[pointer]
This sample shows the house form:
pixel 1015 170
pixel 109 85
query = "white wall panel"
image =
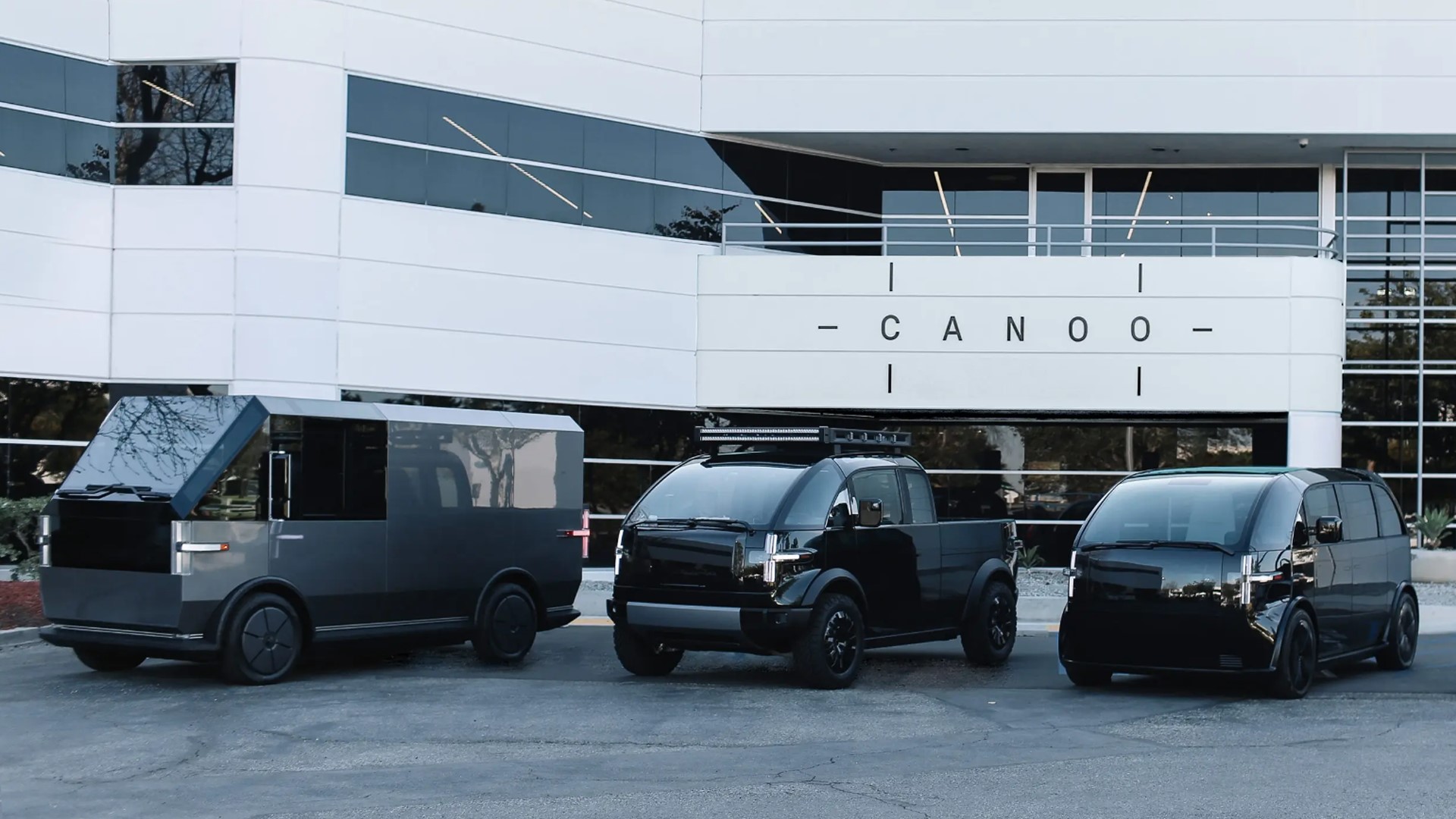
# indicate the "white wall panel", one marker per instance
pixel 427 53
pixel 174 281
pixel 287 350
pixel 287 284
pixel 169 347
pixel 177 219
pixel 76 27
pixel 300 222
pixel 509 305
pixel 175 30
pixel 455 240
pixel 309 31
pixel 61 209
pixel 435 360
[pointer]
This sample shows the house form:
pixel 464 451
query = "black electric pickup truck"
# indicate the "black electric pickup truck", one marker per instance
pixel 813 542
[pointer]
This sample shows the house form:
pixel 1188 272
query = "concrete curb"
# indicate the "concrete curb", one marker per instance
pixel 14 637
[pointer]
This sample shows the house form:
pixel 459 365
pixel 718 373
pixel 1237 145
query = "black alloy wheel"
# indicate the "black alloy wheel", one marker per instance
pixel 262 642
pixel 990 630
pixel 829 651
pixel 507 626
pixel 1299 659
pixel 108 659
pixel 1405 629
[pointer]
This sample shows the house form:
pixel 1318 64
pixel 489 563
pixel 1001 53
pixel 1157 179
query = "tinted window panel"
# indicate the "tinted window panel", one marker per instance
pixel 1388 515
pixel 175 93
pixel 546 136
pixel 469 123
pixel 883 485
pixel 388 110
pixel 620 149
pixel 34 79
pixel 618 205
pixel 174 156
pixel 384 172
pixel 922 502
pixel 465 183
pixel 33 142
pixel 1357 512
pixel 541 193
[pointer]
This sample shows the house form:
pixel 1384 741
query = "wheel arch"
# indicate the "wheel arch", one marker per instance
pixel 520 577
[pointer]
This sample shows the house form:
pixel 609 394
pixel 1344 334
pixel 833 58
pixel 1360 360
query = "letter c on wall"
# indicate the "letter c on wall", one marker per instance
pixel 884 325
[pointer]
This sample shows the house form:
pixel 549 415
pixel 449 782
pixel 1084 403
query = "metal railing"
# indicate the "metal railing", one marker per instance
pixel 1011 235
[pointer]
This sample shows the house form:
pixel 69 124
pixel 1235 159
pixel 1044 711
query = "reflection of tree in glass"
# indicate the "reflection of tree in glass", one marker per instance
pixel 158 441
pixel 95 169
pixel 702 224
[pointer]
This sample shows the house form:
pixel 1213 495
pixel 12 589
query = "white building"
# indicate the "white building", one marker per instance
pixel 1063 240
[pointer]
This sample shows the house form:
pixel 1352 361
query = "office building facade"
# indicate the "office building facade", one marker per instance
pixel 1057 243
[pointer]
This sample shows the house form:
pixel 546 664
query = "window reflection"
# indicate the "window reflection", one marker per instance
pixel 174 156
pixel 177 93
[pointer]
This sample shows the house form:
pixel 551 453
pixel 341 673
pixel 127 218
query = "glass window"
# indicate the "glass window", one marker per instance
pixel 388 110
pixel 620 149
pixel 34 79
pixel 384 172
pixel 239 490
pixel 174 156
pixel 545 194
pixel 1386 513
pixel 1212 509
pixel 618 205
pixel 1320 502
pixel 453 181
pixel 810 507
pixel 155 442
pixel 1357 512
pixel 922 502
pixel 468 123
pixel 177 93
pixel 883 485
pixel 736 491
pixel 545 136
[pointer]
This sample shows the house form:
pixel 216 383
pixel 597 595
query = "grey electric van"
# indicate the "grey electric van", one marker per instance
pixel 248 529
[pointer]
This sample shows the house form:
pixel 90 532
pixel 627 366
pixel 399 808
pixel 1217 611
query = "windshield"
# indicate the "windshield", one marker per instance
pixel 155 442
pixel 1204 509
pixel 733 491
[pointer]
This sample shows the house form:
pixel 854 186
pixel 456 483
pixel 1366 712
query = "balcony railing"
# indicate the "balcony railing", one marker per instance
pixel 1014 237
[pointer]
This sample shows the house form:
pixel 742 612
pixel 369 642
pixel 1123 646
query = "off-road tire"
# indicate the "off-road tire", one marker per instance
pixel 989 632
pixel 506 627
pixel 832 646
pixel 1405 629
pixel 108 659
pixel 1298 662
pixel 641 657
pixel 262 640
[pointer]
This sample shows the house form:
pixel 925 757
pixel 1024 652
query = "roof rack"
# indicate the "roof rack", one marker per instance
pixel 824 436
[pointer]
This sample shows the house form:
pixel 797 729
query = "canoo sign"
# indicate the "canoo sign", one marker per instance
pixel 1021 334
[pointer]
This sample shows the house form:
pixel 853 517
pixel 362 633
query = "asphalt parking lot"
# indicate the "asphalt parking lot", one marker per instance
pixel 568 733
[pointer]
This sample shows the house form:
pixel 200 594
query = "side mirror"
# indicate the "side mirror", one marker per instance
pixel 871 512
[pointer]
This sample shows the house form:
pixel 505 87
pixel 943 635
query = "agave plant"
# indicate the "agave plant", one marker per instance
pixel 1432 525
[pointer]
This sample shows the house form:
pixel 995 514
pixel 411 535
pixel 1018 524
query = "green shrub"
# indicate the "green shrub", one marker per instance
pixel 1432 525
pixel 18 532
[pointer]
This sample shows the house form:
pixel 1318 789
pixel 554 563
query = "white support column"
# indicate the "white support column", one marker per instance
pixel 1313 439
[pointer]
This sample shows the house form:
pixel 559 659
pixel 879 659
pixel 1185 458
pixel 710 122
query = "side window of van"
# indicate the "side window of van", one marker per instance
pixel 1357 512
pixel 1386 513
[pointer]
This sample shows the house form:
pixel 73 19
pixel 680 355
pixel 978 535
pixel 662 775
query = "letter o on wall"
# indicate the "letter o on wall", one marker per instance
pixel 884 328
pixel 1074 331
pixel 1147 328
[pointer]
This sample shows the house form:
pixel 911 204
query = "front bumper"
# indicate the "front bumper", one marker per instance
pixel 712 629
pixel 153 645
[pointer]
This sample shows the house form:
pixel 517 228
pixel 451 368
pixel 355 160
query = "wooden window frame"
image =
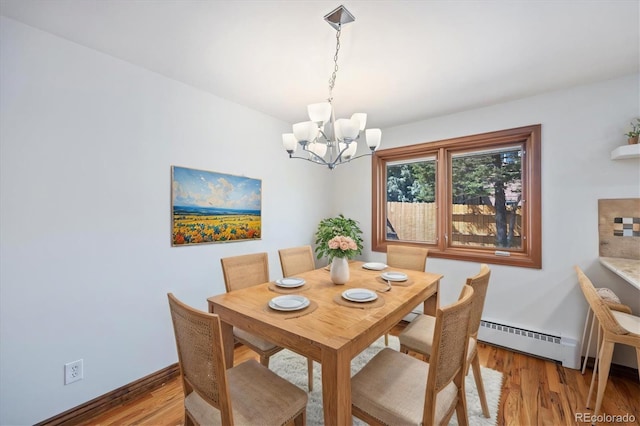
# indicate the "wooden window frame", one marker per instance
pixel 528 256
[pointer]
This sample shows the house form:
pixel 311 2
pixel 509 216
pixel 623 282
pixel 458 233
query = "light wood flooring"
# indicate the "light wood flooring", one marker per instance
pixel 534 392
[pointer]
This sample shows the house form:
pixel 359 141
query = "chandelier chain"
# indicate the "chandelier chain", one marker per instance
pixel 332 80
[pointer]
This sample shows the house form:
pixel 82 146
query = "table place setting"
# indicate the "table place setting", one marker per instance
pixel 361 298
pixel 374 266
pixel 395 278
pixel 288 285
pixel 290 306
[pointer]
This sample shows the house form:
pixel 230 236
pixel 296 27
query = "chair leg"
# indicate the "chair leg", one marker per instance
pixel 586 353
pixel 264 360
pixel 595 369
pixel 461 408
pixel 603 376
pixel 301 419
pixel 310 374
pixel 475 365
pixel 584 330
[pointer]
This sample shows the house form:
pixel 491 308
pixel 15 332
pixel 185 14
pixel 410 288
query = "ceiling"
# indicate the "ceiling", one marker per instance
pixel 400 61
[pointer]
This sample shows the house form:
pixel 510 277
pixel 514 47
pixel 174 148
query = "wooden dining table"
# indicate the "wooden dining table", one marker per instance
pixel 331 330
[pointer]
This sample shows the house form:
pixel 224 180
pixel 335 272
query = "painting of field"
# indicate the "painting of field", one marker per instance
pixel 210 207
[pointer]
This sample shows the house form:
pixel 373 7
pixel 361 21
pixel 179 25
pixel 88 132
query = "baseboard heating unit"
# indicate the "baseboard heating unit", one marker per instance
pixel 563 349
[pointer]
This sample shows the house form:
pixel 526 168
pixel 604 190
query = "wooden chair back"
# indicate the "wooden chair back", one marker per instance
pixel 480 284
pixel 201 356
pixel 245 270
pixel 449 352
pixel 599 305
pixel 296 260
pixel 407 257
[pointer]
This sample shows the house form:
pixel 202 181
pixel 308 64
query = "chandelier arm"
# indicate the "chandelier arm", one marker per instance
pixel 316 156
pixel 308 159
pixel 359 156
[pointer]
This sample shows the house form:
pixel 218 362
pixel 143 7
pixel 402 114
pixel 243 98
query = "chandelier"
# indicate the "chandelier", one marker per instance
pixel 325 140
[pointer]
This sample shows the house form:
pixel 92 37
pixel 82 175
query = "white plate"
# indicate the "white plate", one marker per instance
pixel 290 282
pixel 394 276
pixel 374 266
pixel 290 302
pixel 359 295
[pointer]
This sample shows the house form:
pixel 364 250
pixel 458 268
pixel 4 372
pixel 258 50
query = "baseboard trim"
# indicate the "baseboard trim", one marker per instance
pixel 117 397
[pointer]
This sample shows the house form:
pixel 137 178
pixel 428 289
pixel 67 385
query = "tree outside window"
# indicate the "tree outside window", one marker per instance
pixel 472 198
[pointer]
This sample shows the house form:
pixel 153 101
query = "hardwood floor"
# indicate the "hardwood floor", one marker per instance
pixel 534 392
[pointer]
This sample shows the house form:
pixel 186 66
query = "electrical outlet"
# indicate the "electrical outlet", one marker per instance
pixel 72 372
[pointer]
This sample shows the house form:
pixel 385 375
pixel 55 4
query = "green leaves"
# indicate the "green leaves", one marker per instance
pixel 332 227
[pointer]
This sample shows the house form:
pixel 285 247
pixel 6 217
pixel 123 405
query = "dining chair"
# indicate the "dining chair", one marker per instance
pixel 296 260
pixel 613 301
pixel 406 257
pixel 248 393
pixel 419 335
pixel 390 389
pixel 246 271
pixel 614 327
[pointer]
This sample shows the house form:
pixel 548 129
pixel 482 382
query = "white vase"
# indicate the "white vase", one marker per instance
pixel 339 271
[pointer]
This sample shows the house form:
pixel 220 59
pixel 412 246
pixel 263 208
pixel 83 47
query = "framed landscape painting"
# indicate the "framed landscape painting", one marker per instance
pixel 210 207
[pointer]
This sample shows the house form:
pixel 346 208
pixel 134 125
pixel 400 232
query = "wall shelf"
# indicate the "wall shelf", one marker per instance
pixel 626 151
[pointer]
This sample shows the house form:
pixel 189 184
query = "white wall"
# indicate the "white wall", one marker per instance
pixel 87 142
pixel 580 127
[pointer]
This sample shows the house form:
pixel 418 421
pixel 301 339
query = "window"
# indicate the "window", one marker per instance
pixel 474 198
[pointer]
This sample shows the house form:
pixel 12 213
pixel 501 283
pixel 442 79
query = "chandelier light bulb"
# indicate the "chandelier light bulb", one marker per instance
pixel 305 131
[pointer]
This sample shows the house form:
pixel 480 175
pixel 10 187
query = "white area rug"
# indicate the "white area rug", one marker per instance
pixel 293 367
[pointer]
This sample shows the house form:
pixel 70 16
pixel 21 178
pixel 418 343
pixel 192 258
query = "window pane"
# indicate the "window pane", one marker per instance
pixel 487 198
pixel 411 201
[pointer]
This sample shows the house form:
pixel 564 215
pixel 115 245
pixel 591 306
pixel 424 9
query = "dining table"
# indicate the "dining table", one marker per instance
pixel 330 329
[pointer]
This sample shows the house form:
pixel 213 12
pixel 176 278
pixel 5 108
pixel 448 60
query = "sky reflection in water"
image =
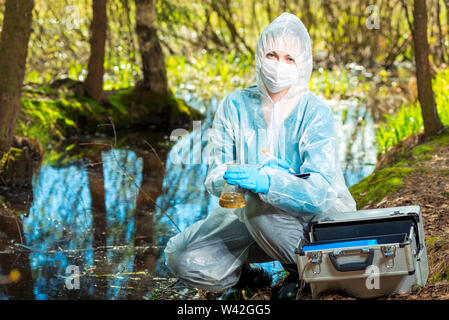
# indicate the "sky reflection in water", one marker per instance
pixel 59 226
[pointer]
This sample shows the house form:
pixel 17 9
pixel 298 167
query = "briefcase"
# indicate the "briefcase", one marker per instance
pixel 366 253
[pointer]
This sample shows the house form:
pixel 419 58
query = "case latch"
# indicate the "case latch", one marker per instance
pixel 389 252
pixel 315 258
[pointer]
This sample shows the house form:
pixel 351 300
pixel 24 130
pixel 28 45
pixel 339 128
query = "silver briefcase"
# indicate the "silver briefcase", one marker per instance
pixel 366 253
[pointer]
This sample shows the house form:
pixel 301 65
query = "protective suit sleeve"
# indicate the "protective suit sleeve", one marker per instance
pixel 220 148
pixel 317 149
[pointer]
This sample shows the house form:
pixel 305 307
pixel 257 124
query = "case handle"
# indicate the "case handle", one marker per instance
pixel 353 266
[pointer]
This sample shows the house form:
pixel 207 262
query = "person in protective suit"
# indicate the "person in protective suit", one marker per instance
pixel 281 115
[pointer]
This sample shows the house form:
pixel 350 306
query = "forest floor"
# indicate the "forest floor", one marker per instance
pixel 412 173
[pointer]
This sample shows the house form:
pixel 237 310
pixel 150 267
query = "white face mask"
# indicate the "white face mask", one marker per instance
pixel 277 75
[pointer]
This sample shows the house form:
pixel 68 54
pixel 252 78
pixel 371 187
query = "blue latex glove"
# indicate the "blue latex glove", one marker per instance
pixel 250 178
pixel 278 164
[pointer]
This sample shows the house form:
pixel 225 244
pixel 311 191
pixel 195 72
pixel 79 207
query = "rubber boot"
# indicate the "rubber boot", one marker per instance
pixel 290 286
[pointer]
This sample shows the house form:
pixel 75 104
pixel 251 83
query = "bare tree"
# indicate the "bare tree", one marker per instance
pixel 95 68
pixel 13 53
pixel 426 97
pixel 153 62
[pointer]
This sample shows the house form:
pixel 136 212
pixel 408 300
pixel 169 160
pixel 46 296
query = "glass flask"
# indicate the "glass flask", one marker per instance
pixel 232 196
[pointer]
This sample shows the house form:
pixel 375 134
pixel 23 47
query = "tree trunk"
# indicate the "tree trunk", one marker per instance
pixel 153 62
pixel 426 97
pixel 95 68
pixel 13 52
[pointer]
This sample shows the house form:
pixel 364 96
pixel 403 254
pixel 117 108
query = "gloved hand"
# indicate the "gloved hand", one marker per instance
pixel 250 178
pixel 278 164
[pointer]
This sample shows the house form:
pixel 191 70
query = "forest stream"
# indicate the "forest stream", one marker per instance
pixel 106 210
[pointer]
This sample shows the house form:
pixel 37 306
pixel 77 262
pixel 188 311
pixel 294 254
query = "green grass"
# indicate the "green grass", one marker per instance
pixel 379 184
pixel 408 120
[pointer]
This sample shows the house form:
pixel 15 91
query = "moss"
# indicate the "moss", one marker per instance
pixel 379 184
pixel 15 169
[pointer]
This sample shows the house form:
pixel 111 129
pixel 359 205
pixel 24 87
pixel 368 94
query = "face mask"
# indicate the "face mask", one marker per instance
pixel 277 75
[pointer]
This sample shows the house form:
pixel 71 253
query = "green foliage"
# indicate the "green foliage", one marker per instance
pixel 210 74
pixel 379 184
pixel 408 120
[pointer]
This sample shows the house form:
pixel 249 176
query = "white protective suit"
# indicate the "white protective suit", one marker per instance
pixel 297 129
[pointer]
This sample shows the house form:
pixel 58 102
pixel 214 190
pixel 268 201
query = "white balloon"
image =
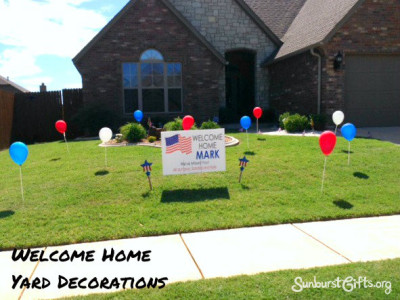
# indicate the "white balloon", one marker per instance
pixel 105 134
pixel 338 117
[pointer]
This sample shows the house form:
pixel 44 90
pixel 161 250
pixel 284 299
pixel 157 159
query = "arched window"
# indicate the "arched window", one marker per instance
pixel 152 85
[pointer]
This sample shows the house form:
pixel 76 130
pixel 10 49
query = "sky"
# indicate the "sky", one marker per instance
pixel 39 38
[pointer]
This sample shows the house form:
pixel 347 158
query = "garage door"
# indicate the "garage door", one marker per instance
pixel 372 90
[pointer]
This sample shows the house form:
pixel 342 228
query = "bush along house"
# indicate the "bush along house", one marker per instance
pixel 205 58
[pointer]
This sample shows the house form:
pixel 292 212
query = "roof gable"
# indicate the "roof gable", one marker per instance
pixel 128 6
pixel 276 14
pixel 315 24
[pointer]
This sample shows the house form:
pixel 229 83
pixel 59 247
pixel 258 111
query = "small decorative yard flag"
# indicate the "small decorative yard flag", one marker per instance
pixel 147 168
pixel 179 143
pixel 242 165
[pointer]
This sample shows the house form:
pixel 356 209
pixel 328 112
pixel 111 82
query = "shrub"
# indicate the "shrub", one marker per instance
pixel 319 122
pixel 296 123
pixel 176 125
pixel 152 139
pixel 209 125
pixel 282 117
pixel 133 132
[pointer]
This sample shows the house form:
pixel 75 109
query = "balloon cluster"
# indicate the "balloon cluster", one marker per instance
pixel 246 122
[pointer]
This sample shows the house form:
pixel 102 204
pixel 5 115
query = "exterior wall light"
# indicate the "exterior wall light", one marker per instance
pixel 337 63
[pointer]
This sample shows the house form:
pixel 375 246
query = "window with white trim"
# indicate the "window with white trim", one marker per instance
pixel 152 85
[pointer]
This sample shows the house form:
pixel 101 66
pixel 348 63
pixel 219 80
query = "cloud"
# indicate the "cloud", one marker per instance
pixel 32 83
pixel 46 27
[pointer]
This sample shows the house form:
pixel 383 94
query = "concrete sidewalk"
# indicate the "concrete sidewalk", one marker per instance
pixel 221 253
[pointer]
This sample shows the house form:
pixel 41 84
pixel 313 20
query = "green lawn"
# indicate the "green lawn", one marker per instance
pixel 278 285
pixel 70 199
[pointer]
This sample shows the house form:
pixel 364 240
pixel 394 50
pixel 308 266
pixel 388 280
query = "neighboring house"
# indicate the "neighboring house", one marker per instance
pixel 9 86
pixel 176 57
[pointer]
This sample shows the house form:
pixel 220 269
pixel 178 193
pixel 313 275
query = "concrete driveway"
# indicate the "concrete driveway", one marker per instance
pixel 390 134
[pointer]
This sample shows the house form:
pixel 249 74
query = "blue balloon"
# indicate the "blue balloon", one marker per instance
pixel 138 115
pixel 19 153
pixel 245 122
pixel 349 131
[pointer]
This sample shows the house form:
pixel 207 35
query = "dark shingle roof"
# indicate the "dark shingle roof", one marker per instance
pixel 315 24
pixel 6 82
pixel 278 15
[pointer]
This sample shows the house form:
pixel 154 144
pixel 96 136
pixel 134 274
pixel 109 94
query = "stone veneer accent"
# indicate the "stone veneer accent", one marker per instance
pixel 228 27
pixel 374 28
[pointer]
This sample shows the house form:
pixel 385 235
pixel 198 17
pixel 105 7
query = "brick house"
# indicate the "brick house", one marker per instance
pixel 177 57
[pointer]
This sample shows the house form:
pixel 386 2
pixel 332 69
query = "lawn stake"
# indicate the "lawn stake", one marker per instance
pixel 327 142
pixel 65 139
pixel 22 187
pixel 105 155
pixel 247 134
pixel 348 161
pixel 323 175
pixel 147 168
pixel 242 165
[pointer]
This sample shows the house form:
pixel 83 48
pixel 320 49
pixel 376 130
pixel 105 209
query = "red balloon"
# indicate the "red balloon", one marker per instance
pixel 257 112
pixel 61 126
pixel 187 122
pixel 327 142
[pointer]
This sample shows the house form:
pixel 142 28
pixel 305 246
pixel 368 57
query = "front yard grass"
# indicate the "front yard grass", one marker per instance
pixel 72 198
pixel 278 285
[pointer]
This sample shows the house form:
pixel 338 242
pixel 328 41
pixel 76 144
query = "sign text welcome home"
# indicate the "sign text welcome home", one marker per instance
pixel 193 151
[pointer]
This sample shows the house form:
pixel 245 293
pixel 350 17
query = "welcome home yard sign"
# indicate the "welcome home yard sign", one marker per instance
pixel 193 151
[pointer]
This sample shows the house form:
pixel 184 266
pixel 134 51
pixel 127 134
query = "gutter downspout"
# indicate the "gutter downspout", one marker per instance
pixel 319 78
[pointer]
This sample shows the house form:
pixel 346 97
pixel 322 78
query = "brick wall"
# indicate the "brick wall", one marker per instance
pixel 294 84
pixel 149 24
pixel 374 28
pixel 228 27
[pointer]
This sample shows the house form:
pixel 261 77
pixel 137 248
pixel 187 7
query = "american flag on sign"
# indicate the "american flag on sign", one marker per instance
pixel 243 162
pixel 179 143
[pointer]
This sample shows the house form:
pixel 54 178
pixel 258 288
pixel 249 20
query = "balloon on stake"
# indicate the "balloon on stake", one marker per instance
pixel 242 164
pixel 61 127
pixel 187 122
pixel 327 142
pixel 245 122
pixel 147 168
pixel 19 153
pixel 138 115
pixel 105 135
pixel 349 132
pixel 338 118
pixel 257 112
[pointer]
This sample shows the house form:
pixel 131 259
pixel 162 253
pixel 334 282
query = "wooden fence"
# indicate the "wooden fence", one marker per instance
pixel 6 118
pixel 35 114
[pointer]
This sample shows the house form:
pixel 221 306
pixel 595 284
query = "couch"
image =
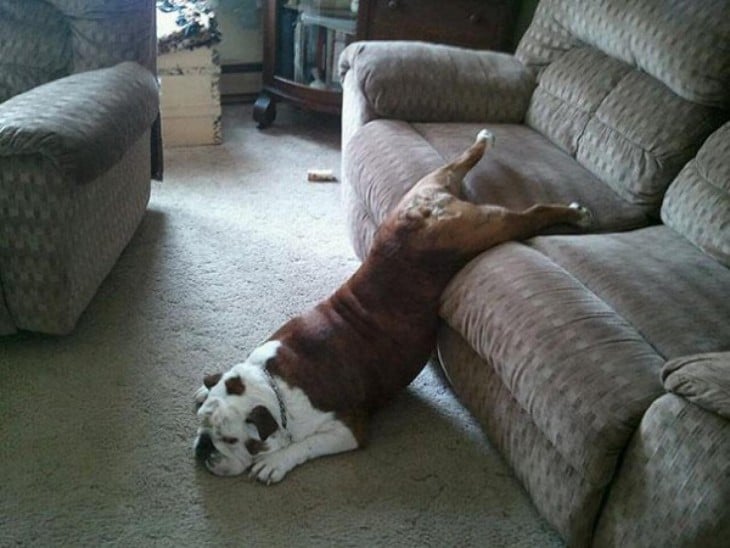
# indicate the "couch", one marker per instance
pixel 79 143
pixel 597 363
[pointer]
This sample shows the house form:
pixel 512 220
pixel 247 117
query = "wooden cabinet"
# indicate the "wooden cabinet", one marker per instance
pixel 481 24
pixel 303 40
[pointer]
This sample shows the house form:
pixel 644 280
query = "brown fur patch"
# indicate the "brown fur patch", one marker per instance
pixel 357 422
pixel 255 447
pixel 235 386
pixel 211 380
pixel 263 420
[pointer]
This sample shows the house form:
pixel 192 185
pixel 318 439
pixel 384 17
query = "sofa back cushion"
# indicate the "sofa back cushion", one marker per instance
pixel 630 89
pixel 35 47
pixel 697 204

━━━━━━━━

## EXERCISE AIM:
Reproduce the material word for word, from its beginning through the line containing "pixel 435 360", and leave the pictures out of your reply.

## ANSWER:
[pointer]
This sample shows the house form:
pixel 1015 170
pixel 109 85
query = "white wall panel"
image =
# indicate the "white wall panel", one marker per instance
pixel 427 53
pixel 174 281
pixel 287 350
pixel 287 284
pixel 169 347
pixel 177 219
pixel 76 27
pixel 300 222
pixel 509 305
pixel 175 30
pixel 455 240
pixel 309 31
pixel 61 209
pixel 435 360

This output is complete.